EXERCISE DIRECTIONS
Each record is to be written out exactly as it appears.

RECORDS FOR THIS TASK
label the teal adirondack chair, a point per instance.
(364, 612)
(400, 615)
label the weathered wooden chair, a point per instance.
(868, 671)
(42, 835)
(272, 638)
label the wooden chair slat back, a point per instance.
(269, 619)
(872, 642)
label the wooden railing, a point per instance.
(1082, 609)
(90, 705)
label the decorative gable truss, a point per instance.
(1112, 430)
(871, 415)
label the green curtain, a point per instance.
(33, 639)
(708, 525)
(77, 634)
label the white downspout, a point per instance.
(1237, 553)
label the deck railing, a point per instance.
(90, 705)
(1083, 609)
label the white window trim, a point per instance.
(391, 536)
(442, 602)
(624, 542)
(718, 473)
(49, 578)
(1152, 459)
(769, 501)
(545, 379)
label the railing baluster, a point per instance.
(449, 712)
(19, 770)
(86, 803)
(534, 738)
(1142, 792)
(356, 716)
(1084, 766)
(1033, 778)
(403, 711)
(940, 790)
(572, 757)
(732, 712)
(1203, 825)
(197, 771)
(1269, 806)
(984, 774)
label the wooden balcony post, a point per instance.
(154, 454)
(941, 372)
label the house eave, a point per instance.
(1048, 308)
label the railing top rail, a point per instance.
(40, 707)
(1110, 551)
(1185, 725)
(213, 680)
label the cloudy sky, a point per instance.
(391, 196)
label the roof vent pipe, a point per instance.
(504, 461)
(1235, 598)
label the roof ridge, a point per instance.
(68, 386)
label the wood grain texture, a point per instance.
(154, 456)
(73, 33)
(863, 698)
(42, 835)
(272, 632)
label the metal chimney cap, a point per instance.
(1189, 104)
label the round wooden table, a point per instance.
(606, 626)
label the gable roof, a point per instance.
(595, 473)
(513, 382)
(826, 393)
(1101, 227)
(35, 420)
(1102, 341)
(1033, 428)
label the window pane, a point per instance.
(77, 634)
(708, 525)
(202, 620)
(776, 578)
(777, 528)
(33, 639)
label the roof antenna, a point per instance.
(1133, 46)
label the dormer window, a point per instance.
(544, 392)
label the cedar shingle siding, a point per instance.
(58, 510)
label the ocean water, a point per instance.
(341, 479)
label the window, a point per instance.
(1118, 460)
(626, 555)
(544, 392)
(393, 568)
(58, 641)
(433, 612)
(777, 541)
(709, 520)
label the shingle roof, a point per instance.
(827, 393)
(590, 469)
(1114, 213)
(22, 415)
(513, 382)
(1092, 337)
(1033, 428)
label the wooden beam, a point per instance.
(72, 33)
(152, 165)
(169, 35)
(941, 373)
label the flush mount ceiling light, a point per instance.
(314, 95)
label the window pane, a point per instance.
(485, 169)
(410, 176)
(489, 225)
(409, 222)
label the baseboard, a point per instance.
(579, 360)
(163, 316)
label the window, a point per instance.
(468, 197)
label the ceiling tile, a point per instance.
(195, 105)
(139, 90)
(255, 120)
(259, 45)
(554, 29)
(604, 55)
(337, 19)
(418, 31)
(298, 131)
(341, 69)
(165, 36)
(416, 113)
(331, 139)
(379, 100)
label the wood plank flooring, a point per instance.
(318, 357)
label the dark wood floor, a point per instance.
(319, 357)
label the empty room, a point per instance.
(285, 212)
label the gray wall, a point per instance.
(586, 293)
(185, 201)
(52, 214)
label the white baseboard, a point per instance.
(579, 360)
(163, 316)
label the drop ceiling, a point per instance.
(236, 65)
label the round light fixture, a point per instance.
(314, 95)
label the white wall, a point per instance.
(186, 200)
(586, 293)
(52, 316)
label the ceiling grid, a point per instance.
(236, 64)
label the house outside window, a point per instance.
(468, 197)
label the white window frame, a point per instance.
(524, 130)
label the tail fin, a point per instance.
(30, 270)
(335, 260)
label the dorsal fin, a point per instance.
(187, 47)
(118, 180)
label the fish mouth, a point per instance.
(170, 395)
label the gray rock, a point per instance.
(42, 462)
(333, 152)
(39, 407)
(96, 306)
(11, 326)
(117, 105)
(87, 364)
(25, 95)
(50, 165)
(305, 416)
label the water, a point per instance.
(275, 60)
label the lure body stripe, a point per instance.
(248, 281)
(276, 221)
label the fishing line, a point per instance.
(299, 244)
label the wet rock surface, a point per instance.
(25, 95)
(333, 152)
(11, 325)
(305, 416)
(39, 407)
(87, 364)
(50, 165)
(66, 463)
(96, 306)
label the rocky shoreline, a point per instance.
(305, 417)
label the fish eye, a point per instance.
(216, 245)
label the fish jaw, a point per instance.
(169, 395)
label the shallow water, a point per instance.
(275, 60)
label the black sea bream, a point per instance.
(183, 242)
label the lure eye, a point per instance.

WRITTEN ANSWER
label the teal adirondack chair, a point per instance.
(364, 612)
(400, 615)
label the weathered wooden chair, a point per instance.
(868, 671)
(42, 835)
(272, 638)
label the wooden chair slat back, a point per instance.
(269, 619)
(872, 642)
label the wooden railing, a point per instance.
(1082, 609)
(90, 705)
label the decorative gable truss, a point per instance.
(1112, 430)
(871, 415)
label the green curtain, a point per instance.
(33, 639)
(708, 525)
(77, 634)
label the white downspout, a point per instance.
(1237, 553)
label the deck railing, a point per instance.
(90, 705)
(1083, 609)
label the white window trim, a point per instance.
(391, 536)
(442, 602)
(624, 542)
(718, 473)
(49, 578)
(1152, 459)
(769, 501)
(545, 379)
label the railing baluster, a point per instance.
(449, 712)
(19, 770)
(86, 803)
(534, 738)
(1142, 792)
(356, 716)
(1084, 766)
(1033, 778)
(403, 711)
(940, 790)
(572, 757)
(732, 712)
(1203, 825)
(197, 771)
(1269, 806)
(984, 774)
label the wooden balcony post, a point per instance.
(154, 454)
(941, 372)
label the house eave, a point per instance.
(1048, 308)
label the railing top rail, a point per instance.
(40, 707)
(1110, 551)
(1185, 725)
(213, 680)
label the cloudy sky, a point per instance.
(391, 196)
label the roof vent pipe, a point per instance.
(504, 461)
(1235, 598)
label the roof ridge, a point per instance.
(68, 386)
label the wood grain texture, a point per instance.
(154, 456)
(73, 33)
(863, 698)
(42, 835)
(272, 632)
label the metal chimney cap, a point per instance.
(1189, 104)
label the round wooden table, a point per instance.
(606, 626)
label the gable roof, a point per instance.
(595, 473)
(513, 382)
(826, 393)
(1101, 227)
(35, 420)
(1102, 341)
(1033, 428)
label the window pane, a point per instance.
(77, 634)
(708, 525)
(202, 620)
(776, 578)
(777, 528)
(33, 639)
label the roof antenna, a point per instance.
(1133, 46)
label the dormer window, a point per instance.
(544, 392)
label the cedar shingle siding, a point per instance.
(58, 510)
label the ocean water, a point per instance.
(341, 479)
label the window, a point per instance.
(1118, 460)
(626, 555)
(544, 392)
(393, 568)
(58, 641)
(433, 612)
(777, 541)
(709, 520)
label the shingle roof, a point per instance.
(827, 393)
(590, 469)
(1114, 213)
(22, 415)
(513, 382)
(1092, 337)
(1033, 428)
label the wooden beam, a point per instance.
(72, 33)
(152, 165)
(169, 35)
(941, 373)
label the flush mount ceiling light, a point per instance.
(314, 95)
label the window pane, a point per instance.
(485, 169)
(410, 176)
(489, 225)
(409, 222)
label the baseboard, a point per instance.
(579, 360)
(163, 316)
label the window, a point per instance.
(468, 197)
label the ceiling tile, a point per instance.
(195, 105)
(139, 90)
(255, 120)
(259, 45)
(554, 29)
(604, 55)
(337, 19)
(418, 31)
(298, 131)
(341, 69)
(165, 36)
(416, 113)
(331, 139)
(379, 100)
label the wood plank flooring, a point per instance.
(318, 357)
label the dark wood floor, a point per instance.
(319, 357)
label the empty room, a point per instance.
(285, 212)
label the gray wall, a point per instance.
(586, 293)
(185, 201)
(52, 214)
label the white baseboard, a point per instance.
(579, 360)
(163, 316)
label the drop ceiling, a point per instance.
(236, 65)
label the round light fixture, a point per instance.
(314, 95)
label the white wall, a point per instance.
(186, 200)
(586, 293)
(52, 316)
label the ceiling grid, a point per instance.
(236, 64)
label the house outside window, a point per instance.
(468, 197)
label the white window frame, a point per instance.
(524, 130)
label the tail fin, a point per instance.
(30, 270)
(335, 260)
label the dorsal fin, a point per instance.
(187, 47)
(118, 180)
label the fish mouth, a point per instance.
(170, 395)
label the gray rock, a point per instance.
(42, 462)
(333, 152)
(39, 407)
(96, 306)
(11, 326)
(117, 105)
(87, 364)
(25, 95)
(50, 165)
(305, 416)
label the water, a point per instance.
(275, 60)
label the lure body stripe, a point per instance.
(248, 281)
(276, 221)
label the fishing line, a point per instance.
(299, 244)
label the wet rock surface, a point per instance.
(25, 95)
(333, 152)
(11, 325)
(305, 416)
(39, 407)
(87, 364)
(50, 165)
(66, 463)
(96, 306)
label the rocky shoreline, a point per instance.
(305, 417)
label the fish eye, a point per instance.
(216, 245)
label the fish jaw, a point per instance.
(169, 395)
label the shallow water, a point per instance.
(275, 60)
label the black sea bream, a point per instance.
(183, 242)
label the lure eye, a point per instance.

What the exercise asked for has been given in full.